◆ **INSTRUCTIONS FOR THE TASK**
Write out the records below once more, exactly as they stand.
[Start of DATASET EXCERPTS]
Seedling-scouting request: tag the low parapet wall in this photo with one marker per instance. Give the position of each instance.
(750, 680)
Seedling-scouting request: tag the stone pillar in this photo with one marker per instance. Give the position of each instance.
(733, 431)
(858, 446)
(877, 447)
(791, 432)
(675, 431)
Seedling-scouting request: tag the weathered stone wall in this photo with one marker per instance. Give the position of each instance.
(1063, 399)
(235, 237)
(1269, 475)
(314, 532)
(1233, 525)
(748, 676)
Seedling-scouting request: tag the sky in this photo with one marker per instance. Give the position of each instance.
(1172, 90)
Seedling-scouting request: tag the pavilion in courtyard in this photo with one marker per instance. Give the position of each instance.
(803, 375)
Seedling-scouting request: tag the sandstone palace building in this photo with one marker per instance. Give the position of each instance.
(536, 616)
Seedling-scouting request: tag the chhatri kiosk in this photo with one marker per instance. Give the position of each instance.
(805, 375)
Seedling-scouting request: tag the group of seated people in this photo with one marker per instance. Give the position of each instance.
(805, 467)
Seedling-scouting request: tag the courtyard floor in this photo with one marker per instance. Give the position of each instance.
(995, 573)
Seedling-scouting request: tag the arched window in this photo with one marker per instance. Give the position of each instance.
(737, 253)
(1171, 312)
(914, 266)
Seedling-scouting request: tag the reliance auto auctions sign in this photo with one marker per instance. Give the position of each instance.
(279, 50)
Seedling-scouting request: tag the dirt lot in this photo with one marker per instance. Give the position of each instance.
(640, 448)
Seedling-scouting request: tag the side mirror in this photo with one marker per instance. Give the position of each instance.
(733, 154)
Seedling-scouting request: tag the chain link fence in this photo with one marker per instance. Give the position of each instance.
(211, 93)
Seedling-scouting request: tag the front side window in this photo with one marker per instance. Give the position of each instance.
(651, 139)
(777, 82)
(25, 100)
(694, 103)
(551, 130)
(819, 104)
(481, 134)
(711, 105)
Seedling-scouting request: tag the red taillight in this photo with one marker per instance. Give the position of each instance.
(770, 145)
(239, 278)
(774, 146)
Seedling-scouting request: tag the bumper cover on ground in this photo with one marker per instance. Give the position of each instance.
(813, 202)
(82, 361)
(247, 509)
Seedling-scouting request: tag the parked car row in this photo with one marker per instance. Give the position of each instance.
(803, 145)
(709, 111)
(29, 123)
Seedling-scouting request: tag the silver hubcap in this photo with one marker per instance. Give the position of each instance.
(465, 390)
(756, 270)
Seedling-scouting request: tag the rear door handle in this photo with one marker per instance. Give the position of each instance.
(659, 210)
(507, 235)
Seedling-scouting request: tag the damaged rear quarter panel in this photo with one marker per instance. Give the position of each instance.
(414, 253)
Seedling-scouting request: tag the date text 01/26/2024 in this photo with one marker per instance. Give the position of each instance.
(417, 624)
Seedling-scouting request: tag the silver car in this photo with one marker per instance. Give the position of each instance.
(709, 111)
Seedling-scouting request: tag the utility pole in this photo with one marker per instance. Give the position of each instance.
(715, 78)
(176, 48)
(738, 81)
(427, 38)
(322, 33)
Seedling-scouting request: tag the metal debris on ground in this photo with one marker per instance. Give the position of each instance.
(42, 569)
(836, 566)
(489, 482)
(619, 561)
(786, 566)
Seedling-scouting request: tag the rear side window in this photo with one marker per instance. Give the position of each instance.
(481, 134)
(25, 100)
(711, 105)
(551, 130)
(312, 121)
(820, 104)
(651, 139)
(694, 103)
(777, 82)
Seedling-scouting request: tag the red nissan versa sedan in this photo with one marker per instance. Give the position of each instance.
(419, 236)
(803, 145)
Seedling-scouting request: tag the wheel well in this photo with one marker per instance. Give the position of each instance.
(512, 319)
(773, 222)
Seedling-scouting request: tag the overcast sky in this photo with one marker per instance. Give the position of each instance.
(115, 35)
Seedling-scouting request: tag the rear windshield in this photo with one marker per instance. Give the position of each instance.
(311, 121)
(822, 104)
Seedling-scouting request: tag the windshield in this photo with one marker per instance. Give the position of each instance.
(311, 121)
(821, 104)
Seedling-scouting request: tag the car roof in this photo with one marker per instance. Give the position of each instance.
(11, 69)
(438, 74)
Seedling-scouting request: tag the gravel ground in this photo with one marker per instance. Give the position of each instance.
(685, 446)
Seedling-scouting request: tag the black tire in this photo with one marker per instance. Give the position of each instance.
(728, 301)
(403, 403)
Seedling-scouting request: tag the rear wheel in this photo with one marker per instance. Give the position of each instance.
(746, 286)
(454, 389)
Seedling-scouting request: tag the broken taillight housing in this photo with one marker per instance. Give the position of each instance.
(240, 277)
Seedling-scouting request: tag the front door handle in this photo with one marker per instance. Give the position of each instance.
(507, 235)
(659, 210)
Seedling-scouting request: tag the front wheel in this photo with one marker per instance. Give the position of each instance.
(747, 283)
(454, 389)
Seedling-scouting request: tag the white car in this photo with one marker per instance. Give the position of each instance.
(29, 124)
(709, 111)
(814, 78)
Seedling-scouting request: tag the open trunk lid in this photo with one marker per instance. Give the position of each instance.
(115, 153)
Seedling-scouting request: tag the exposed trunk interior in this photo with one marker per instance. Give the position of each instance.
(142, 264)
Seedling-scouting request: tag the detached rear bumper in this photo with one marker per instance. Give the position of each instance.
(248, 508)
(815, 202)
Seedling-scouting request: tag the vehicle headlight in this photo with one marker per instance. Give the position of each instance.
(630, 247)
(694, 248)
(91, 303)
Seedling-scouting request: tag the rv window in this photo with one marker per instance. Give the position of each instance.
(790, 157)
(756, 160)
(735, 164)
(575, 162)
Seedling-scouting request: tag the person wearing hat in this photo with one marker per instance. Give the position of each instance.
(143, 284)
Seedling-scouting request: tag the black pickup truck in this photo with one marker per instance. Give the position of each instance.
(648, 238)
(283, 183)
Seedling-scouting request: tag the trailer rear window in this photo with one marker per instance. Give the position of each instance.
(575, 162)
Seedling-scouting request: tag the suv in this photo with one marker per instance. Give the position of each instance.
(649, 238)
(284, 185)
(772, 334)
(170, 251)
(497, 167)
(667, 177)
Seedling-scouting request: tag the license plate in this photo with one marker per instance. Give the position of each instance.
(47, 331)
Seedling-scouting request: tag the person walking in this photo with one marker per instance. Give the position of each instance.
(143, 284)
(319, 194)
[End of DATASET EXCERPTS]
◆ **WRITTEN SOLUTION**
Seedling-scouting request: tag the low parapet wall in this photo with one marker per instance. Give the position of each instance.
(750, 680)
Seedling-scouting request: tag the stone pillar in this photo with one marker per instance. Give the position of each instance.
(733, 431)
(858, 446)
(877, 447)
(791, 432)
(675, 431)
Seedling-scouting request: tag the weathered stone wall in this photo with one marker per instance. Give the position of each instance.
(1063, 399)
(235, 237)
(1269, 475)
(314, 532)
(1233, 525)
(748, 676)
Seedling-scouting request: tag the sky in this photo with one marker per instance. Give the position of each instance.
(1172, 90)
Seedling-scouting request: tag the pavilion in courtyard in this photo with one marker per instance. Give the position of each instance.
(803, 375)
Seedling-scouting request: tag the sandstone palace building in this photo with one marker per instance. Give the position of each instance.
(536, 616)
Seedling-scouting request: tag the chhatri kiosk in this photo with one marker per instance. Give the position of each instance.
(805, 375)
Seedling-scouting request: tag the group of seated people in this photo with one marker per instance. Give the position of each instance.
(805, 467)
Seedling-scouting request: tag the courtyard floor in this photo with one marker per instance. Give the position of each instance.
(995, 573)
Seedling-scouting request: tag the arched window in this photo with one marker per instance. Give the position of each instance.
(737, 253)
(1171, 312)
(914, 266)
Seedling-scouting request: tag the reliance auto auctions sign in this photo with one marker per instance. Give the position of each instance.
(279, 50)
Seedling-scouting request: tag the dirt lot in this photo with one marker per instance. Give the position of each instance.
(640, 448)
Seedling-scouting request: tag the side mirror in this photo with one marker per instance. Give the position of each instance.
(733, 154)
Seedling-scouting request: tag the chain link fence in this photo with one marker per instance. Give the position of each instance.
(211, 93)
Seedling-scouting request: tag the front side window in this photo with one marker per instance. Give the position of each instance.
(651, 139)
(777, 82)
(25, 100)
(694, 103)
(551, 130)
(819, 104)
(481, 134)
(711, 105)
Seedling-scouting request: tag the red taillight in this photo with one marker per instance. Give the position of each instance.
(770, 145)
(239, 278)
(774, 146)
Seedling-scouting request: tag the bumper cover on ground in this photo with one marker per instance. Give the position of each instance.
(813, 202)
(82, 361)
(247, 509)
Seedling-scouting request: tag the parked car row in this photo with one marker per instance. Give the position of each instance.
(803, 145)
(709, 111)
(29, 123)
Seedling-scouting request: tag the silver hubcap in this photo with one marker per instance. Give the position of each instance.
(465, 390)
(756, 270)
Seedling-scouting request: tag the rear door handle in this photo with one marker per instance. Give the position of each instance.
(659, 210)
(507, 235)
Seedling-scouting request: tag the damaged rear quarter panel in this photo with one marker per instance. Give the position of each instance.
(414, 253)
Seedling-scouting request: tag the date text 01/26/2024 in this photo with one marker per instance. Give the position of each instance.
(417, 624)
Seedling-scouting request: tag the silver car in this photo with one marker per instance. Give the position of each instance.
(709, 111)
Seedling-scouting request: tag the utility pole in this photo with one marker per instance. Give the position of each instance.
(715, 78)
(176, 48)
(738, 81)
(427, 38)
(322, 33)
Seedling-scouting request: tag the metal debris on ground in this photo with one marker per instance. Give the position of each instance.
(42, 569)
(836, 566)
(489, 482)
(619, 561)
(786, 566)
Seedling-scouting request: tag the rear side window in this photo with one marker per instance. Give the position of each instance.
(481, 134)
(25, 100)
(711, 105)
(551, 130)
(312, 121)
(820, 104)
(651, 139)
(694, 103)
(777, 82)
Seedling-scouting request: tag the red nissan versa sedan in this photo with one marker per instance. Give the position of each instance.
(419, 236)
(803, 145)
Seedling-scouting request: tag the wheel well in this photo with one marker per instance. Give the position of each instance.
(512, 319)
(773, 222)
Seedling-scouting request: tag the overcast sky in this photo with one marker per instance. Give the position of each instance.
(115, 35)
Seedling-scouting request: tag the rear windshield in this photo with one marker per instance. Give the position of each instance.
(311, 121)
(822, 104)
Seedling-scouting request: tag the windshield in this photo with one marker per instance. Give the position of each instance.
(311, 121)
(821, 104)
Seedling-scouting request: tag the car roof in this photo with one marker per instance. Give the position of each instance.
(11, 69)
(438, 74)
Seedling-scouting request: tag the gravel ground in this photo with one marker per instance. Give the position of each instance.
(685, 446)
Seedling-scouting request: tag the black tire in this photo with one marker per instance. Give the position of each instance.
(728, 301)
(403, 403)
Seedling-scouting request: tag the rear wheel in this photo with one marker per instance. Give the position of each instance.
(746, 286)
(454, 389)
Seedling-scouting request: tag the broken taillight housing in this photo with one marker per instance. Give the position of each instance.
(240, 277)
Seedling-scouting request: tag the front door handle in this photo with one marker per instance. Give the position of each instance.
(507, 235)
(659, 210)
Seedling-scouting request: tag the front wheel in this photo with one marker per instance. Give the position of each instance.
(747, 283)
(454, 389)
Seedling-scouting request: tag the white car in this photo with one marker per instance. Give the position of each instance.
(29, 124)
(709, 111)
(814, 78)
Seedling-scouting request: tag the open trunk lid in this photo with one marker per instance. Give the position of each instance.
(115, 153)
Seedling-scouting request: tag the exposed trunk interior in this photo with one marker per instance. Give the position of each instance.
(142, 264)
Seedling-scouting request: tag the detached rear bumper in this photo with one marker per instance. Give the position of each instance.
(248, 508)
(815, 202)
Seedling-scouting request: tag the vehicle headlight in this photo with one marker per instance. Give the position of each instance.
(630, 247)
(694, 248)
(91, 303)
Seedling-scouting request: tag the rv window in this photo with one marker per instance. Give the position of each instance.
(790, 157)
(756, 160)
(735, 164)
(575, 162)
Seedling-scouting request: tag the person wearing hat in this photo with one marker per instance. Give the position of each instance.
(143, 284)
Seedling-scouting request: tag the black pickup truck in this photo with one marker per instance. Give the position of each instance.
(648, 238)
(283, 183)
Seedling-scouting request: tag the trailer rear window in this photo with one marker per instance. Give the position of each instance.
(575, 162)
Seedling-scouting request: tag the suv in this photo with one marker per instance. Give the position of each instance.
(649, 238)
(284, 185)
(772, 334)
(170, 251)
(497, 167)
(667, 177)
Seedling-scouting request: tag the license plate in this photo with one marker per instance. Give the position of each instance.
(47, 331)
Seedling-scouting request: tag the person walking in this photo with one marker per instance. Give the position of each instance.
(143, 284)
(319, 194)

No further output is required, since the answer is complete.